_DATA FOR THIS TASK_

——————

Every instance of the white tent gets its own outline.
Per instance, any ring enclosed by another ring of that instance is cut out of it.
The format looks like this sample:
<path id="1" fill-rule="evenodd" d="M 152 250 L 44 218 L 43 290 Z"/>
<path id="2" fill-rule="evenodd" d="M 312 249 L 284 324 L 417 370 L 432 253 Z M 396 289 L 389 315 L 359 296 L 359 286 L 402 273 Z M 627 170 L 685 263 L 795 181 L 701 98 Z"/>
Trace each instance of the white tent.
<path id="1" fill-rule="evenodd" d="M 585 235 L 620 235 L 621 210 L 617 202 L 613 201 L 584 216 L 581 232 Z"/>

——————

_PROBLEM TO SOLVE_
Please convert the rows above into a two-column CSV with the header line instruction,response. Give one line per row, placing its text and its answer in separate quoted fields and replacing any line breaks with spaces.

_WRITTEN SOLUTION_
instruction,response
"Every instance of the white tent gets its own outline. Per instance, any ring enclosed by another ring of that instance is cut out of it. The format looks like this sample: <path id=""1"" fill-rule=""evenodd"" d=""M 152 250 L 44 218 L 43 290 Z""/> <path id=""2"" fill-rule=""evenodd"" d=""M 312 249 L 284 324 L 417 370 L 432 253 Z M 396 289 L 389 315 L 359 296 L 359 286 L 402 273 Z M 627 170 L 685 263 L 795 181 L 701 98 Z""/> Trace each instance of the white tent.","<path id=""1"" fill-rule=""evenodd"" d=""M 585 235 L 620 235 L 621 210 L 617 202 L 613 201 L 584 216 L 581 232 Z""/>"